What the task requires: In the magazine article about Mikhail Margolin, how many points did Nikolai Kalinichenko score in the pistol shooting at Caracas?

Text section:
From: GunsMagazine.com   Sep 1958 issue   as OnLine .pdf file
THE MAN TO BEAT IN MOSCOW


Margolin works at home on his gun designs. Blind craftsman alters .22 with file by touch.


Inventor describes new shape of pistol part to draughtsman who makes dimension drawing.


Five-shot MTsZ-I .22 is Margolin's latest bid in target automatic design.

 

HE IS NOT A MARKSMAN, CANNOT EVEN SEE HIS GUNS

BUT IF SOVIET SHOOTERS WIN AGAIN HE WILL SHARE THE VICTORY

By VICTOR MARYANOVSKY

 

MOSCOW TARGET SHOOTERS are hosts this year to the marksmen of many nations. All are competing at the August, 1958 meet sponsored by the International Shooting Union. Western shooters will see many new Soviet sporting arms on the ranges. But new weapons will not be the only adversaries the visiting shooters must compete against, nor yet the sharp-eyed Soviet marksmen who have won honors in many countries recently. No, the man to beat in Moscow will not be on the firing line, except as an observer. And he will do little of that. For arms designer Mikhail Margolin, inventor of the fast-firing .22 which triumphed at Caracas, and of the upside-down pistol which created such a controversy at the Melbourne Olympics, is blind. He has never seen his guns.

Margolin's career has paralleled that of the American, David M. "Carbine" Williams. Both worked under handicaps. Williams designed the .22 conversion for the U. S. army automatic: Margolin built a sub-caliber version of the TT33 Tokarev service pistol. Williams modified the Browning machine gun for .22 training: Margolin did the same with the Degtarev drum-fed Soviet light machine gun. The 10, 15, and 35 shot clips Mikhail made for the machine gun aided him in developing smooth-feeding magazines for his later sport automatic pistols, such as are now in the hands of Soviet pistol marksmen.

Margolin's first international success came with the success of his pistol at Caracas, Venezuela, 1954, at the competitions for the world title in marksmanship. Rifle shooting had ended with a notable victory for the Soviet team, and small bore pistol shooting was about to begin. But many observers felt that would be the end of victory for the Russians -- they could not boast of great achievements in pistol competition; they had nothing to match the German Walther, or the American Colt, for rapid-fire shooting.

Then Nikolai Kalinichenko took his place at the firing line. The first shot scored, and the next. . . . In two days of shooting, 60 shots, Kalinichenko scored 584 points, beating the world record set by Benner, the American. The team record was carried off by Soviet marksmen who scored 2,317 using the new pistol of Mikhail Margolin. Behind that pistol is quite a story, one I had to find out from Margolin himself. Visiting his apartment, I entered a small room. Ancient firearms hung on the walls, and there are books on the shelf. Next to it is a bed and a plain table. There is a small vise fastened to the table, and on it are files,little hammers, a brace and other tools. A stocky, graying man of 55 stands near the table, in his hands a small piece of wood with cardboard "parts" attached to it by nails. Margolin's fingers move carefully over the mechanism "watching" its inter-action.

Entries provided:
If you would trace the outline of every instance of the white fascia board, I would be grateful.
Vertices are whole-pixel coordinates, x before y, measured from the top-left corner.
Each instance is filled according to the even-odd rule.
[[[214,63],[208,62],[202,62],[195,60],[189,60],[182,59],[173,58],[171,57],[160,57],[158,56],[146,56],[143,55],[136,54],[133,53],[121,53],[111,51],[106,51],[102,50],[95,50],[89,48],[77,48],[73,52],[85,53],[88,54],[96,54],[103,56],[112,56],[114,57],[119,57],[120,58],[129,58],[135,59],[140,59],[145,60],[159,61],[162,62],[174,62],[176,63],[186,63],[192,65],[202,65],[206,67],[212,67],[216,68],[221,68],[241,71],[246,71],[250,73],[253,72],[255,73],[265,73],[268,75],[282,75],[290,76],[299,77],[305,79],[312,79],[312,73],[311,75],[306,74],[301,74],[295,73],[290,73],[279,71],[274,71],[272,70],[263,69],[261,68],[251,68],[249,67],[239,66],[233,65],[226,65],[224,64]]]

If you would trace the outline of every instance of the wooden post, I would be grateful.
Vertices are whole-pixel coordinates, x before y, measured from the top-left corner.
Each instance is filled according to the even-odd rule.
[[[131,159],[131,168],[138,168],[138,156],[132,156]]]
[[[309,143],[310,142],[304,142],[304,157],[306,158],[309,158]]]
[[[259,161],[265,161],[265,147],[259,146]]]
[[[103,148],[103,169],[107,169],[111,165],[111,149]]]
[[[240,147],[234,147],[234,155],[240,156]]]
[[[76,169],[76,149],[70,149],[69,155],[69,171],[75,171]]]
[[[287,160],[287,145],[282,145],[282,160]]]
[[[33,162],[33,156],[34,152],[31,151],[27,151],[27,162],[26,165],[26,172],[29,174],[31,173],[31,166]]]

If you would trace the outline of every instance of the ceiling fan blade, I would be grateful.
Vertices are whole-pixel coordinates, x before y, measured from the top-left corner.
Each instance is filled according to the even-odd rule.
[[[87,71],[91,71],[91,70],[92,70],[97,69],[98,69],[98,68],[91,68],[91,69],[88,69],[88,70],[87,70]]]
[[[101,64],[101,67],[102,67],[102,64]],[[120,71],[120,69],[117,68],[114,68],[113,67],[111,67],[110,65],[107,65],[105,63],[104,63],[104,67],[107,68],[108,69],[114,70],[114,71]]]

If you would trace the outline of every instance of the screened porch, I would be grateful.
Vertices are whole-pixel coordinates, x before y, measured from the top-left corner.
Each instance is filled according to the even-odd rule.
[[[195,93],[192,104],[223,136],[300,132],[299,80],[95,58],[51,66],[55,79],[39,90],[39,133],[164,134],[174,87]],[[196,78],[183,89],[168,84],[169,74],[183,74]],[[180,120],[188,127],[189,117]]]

Complete answer: 584 points in 60 shots over two days.